=== Task requirements ===
Revise the school district growth article starting at "When compared to" and ending at "Austin with 1,323.", and change "ranked 13" to "ranked thirteenth".

*** Opening of Reading passage ***

Another future pathway for an endorsement in audio/video production will also be considered, she said.
As Trustees considered the need for additional teaching staff, Dr. Hart presented a report on school district growth during the last quarter of 2013.
The study, which is conducted for LHISD quarterly by School District Strategies, examines housing activity in the district and compares it to area growth. The school district uses the study to project future enrollment.
According to the report, there were 36 housing starts and 37 closings in the fourth quarter — the highest fourth quarter totals in six years. The fourth quarter gain resulted in totals of 188 starts and 143 closings in 2013 — an increase of 110 starts and 60 closings in the last two years. Hart said the gap between the starts and closings remains at a “healthy” level.
When compared to other school districts in the Austin area, Liberty Hill ranked 13 in the number of new home closings in 2013. Leander was first with 1,699 closings followed by Round Rock with 1,333 and Austin with 1,323.
Hart said the study showed Liberty Hill was only one closing behind San Marcos Consolidated, which he said was the fastest growing city in the country. Jarrell was behind Liberty Hill with 140 closings and Bastrop was ranked 15 with 99 closings.

*** Close of Reading passage ***
*** Opening of Record set ***

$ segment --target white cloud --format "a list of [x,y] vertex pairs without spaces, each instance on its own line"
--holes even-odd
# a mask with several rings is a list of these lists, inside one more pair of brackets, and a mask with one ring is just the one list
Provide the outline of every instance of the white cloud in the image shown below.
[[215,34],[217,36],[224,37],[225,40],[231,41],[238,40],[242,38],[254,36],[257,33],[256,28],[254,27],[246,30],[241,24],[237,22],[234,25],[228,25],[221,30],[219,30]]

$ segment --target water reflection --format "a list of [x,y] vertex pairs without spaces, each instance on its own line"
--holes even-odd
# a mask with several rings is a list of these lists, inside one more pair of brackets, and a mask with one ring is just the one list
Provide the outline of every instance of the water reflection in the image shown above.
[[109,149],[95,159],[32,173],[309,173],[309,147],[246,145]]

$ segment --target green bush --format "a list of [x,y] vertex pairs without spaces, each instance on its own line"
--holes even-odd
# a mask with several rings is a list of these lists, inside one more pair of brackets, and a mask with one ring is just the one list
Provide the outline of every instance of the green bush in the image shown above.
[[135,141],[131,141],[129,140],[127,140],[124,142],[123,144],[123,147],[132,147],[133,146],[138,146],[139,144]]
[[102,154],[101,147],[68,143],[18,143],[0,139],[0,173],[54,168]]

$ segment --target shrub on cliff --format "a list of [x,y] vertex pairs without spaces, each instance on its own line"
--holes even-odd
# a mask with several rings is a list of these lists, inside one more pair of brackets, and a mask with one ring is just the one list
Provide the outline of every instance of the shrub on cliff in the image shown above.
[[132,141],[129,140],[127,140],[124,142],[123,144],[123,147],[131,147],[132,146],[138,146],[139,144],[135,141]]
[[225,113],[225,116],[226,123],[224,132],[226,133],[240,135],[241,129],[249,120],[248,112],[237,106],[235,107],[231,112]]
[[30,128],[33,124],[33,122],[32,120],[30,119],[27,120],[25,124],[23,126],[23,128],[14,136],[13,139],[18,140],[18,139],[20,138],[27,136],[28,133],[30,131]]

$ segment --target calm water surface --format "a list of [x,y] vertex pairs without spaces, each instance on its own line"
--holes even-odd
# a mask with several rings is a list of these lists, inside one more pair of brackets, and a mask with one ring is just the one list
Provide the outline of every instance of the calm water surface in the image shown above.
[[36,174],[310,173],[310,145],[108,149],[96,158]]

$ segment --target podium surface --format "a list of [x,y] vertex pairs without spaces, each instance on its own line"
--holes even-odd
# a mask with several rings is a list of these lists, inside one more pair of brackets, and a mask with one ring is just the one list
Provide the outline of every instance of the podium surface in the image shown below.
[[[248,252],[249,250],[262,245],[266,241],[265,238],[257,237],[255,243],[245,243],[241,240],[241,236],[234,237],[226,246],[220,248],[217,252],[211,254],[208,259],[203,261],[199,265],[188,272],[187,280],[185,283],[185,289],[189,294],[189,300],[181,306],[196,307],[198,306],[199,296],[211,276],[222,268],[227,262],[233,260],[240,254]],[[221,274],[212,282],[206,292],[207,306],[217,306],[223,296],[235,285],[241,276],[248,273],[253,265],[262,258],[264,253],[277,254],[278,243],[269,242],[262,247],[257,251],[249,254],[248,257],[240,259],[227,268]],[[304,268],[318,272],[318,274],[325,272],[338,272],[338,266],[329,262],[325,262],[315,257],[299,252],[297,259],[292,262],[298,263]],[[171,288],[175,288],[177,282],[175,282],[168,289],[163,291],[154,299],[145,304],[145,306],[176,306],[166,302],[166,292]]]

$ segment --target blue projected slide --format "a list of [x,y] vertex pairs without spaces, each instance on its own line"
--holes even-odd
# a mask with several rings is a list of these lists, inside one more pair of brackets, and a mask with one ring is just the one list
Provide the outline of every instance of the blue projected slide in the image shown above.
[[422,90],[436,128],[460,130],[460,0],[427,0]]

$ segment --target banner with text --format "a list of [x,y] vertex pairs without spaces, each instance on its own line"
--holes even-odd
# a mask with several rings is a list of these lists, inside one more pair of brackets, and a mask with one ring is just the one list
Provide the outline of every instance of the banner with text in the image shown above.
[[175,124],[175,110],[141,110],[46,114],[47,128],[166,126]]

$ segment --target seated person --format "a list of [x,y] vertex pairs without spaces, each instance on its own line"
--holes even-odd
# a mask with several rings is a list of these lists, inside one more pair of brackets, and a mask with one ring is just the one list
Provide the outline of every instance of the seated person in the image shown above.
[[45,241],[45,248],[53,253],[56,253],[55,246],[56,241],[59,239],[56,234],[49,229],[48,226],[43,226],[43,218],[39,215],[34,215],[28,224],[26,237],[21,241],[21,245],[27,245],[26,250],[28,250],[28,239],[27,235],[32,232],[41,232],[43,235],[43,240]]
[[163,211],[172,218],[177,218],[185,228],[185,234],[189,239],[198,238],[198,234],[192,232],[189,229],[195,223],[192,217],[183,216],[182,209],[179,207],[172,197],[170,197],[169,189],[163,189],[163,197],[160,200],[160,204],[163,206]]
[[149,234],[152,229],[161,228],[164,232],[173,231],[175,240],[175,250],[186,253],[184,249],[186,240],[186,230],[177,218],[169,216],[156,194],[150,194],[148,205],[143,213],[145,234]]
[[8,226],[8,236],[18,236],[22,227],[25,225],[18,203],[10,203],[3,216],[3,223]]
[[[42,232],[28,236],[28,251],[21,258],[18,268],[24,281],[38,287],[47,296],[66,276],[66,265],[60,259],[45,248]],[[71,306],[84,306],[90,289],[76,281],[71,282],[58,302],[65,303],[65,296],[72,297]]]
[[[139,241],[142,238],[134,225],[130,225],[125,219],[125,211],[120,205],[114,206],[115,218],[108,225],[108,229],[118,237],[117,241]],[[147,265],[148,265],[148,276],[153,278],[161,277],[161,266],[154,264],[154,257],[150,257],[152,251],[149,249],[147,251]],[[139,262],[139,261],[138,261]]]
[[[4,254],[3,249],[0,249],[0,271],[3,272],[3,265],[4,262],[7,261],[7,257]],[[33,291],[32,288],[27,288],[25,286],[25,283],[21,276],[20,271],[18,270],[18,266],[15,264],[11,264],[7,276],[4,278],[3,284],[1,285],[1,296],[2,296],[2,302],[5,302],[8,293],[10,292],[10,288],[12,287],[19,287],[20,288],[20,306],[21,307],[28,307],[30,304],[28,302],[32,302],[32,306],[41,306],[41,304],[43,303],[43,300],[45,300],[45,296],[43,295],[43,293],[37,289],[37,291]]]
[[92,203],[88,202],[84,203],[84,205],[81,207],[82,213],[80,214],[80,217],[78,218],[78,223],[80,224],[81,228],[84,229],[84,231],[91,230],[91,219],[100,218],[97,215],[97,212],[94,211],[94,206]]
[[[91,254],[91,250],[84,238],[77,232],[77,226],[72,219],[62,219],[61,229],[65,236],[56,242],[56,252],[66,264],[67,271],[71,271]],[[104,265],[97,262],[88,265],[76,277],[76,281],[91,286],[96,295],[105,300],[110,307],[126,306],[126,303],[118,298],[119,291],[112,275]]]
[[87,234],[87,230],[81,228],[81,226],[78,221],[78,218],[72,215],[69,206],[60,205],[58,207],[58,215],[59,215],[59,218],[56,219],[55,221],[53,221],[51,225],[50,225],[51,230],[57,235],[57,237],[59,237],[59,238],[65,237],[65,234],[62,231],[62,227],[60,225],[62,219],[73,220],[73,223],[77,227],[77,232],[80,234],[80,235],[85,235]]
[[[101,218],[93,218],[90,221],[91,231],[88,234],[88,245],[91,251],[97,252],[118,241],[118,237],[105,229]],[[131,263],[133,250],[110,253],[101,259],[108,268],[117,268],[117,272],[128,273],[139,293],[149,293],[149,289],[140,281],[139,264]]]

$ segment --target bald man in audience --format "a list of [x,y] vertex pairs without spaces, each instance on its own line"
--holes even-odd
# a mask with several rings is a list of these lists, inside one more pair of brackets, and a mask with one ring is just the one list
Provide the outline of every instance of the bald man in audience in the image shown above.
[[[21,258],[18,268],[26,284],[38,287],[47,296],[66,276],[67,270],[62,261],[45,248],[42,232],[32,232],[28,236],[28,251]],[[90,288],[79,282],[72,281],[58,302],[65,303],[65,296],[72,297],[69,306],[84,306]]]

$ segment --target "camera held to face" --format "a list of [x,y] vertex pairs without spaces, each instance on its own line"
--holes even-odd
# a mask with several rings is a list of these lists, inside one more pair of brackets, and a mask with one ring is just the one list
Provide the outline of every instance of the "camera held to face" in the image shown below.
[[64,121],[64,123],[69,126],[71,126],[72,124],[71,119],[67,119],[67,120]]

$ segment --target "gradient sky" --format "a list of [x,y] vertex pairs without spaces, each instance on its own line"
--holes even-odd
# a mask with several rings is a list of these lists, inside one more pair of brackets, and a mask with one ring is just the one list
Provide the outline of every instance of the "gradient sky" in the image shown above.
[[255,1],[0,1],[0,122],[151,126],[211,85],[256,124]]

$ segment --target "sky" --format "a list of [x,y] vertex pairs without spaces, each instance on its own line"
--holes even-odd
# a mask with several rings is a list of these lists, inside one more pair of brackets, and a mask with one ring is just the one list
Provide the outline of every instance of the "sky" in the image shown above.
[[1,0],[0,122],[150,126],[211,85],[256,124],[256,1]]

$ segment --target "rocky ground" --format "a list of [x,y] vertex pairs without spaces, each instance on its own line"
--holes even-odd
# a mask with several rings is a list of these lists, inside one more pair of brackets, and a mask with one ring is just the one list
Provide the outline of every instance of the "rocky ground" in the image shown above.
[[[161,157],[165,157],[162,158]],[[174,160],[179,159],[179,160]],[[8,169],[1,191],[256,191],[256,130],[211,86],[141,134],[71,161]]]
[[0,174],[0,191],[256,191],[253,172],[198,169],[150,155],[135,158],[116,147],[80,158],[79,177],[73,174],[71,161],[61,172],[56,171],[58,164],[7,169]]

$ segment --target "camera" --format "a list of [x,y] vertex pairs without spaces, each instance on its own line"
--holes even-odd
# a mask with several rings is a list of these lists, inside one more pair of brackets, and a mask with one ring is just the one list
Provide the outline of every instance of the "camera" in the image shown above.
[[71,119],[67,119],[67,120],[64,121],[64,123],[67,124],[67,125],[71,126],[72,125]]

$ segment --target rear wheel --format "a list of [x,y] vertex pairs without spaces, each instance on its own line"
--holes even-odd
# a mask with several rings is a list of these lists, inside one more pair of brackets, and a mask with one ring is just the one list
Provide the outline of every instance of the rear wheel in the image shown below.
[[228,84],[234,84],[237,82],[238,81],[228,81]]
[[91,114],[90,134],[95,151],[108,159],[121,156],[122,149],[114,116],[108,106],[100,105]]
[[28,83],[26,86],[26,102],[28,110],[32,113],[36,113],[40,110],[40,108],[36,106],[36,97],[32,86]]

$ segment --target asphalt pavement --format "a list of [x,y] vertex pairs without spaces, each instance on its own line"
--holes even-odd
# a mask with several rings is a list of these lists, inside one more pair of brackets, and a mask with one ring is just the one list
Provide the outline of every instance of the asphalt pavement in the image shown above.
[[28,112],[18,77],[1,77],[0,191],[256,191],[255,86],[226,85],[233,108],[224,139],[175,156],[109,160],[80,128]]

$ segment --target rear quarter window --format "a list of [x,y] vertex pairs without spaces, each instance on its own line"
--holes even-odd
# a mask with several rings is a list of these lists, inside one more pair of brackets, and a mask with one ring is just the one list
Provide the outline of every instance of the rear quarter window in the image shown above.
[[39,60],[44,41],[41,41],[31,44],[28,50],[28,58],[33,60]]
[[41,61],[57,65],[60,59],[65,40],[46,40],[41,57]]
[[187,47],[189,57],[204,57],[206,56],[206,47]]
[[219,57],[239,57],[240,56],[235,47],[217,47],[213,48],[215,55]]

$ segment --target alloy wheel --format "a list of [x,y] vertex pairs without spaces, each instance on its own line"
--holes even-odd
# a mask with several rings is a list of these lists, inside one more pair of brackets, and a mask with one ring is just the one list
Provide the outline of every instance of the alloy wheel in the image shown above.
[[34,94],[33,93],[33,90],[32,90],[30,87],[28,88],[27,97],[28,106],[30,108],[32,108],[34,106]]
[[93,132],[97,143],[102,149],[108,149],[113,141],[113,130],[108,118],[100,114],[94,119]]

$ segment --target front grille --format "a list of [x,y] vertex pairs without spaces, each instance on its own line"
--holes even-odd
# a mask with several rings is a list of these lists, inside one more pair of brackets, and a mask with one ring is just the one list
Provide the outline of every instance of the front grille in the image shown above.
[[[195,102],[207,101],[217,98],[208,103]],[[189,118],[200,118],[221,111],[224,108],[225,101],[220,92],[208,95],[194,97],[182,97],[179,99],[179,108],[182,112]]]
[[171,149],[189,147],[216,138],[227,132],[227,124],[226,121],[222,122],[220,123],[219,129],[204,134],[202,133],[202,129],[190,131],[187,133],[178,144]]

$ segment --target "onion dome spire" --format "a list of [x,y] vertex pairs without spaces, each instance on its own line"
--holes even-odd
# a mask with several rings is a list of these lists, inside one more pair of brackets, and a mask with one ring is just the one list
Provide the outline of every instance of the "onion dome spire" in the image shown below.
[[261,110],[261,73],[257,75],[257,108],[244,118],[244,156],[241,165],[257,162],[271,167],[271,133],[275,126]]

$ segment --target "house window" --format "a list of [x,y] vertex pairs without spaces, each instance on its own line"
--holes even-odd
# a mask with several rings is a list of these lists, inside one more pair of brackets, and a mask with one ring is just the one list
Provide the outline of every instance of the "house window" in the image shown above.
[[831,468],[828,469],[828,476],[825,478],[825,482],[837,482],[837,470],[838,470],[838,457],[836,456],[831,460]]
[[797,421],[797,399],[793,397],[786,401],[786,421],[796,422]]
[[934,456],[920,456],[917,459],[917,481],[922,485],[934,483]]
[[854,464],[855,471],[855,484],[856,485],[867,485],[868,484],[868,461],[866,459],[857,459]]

*** Close of Record set ***

=== Response area ===
When compared to other school districts in the Austin area, Liberty Hill ranked thirteenth in the number of new home closings in 2013. Leander was first with 1,699 closings followed by Round Rock with 1,333 and Austin with 1,323.